=== ACTIVITY ===
Please duplicate every line of the listing below exactly, leaving the pictures out of your answer.

=== SUPPLIED RECORDS ===
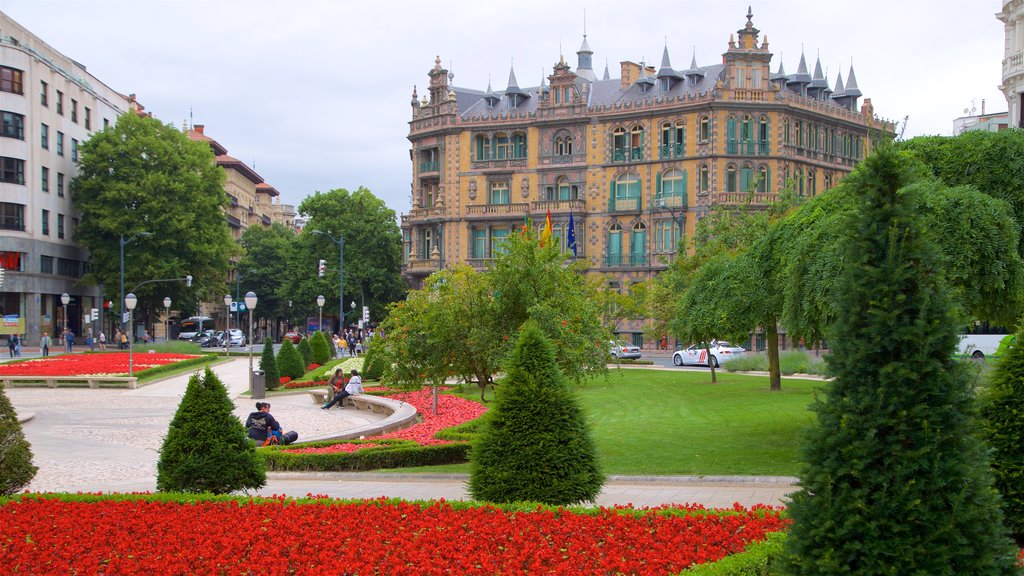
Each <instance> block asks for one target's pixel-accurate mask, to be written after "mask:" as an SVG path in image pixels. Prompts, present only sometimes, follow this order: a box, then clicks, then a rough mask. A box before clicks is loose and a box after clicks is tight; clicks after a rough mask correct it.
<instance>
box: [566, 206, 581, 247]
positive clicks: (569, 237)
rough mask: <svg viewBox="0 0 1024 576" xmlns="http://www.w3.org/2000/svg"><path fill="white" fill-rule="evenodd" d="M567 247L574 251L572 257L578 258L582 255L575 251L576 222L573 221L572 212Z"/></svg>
mask: <svg viewBox="0 0 1024 576" xmlns="http://www.w3.org/2000/svg"><path fill="white" fill-rule="evenodd" d="M565 245H566V246H567V247H568V249H569V250H572V257H577V256H579V255H580V254H578V253H577V250H575V222H573V221H572V212H571V211H570V212H569V225H568V230H566V231H565Z"/></svg>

=== RESPONSE TO THIS EXERCISE ===
Each <instance> block asks for one target's pixel-accurate mask, to be written after "mask:" as an SVG path in image pixels. Prompts, present only sometimes, follow this order: a box, then clicks, then a rough mask. A box before clicks is loose and a box after clicks is tight; clicks after a rough mask correct it.
<instance>
box: [566, 206, 581, 247]
positive clicks: (569, 237)
rough mask: <svg viewBox="0 0 1024 576" xmlns="http://www.w3.org/2000/svg"><path fill="white" fill-rule="evenodd" d="M567 247L574 251L572 257L578 258L582 255L575 251L576 222L573 221L572 212Z"/></svg>
mask: <svg viewBox="0 0 1024 576" xmlns="http://www.w3.org/2000/svg"><path fill="white" fill-rule="evenodd" d="M565 245H566V246H567V247H568V249H569V250H572V257H577V256H579V255H580V254H578V253H577V250H575V222H573V221H572V212H571V211H570V212H569V225H568V230H566V231H565Z"/></svg>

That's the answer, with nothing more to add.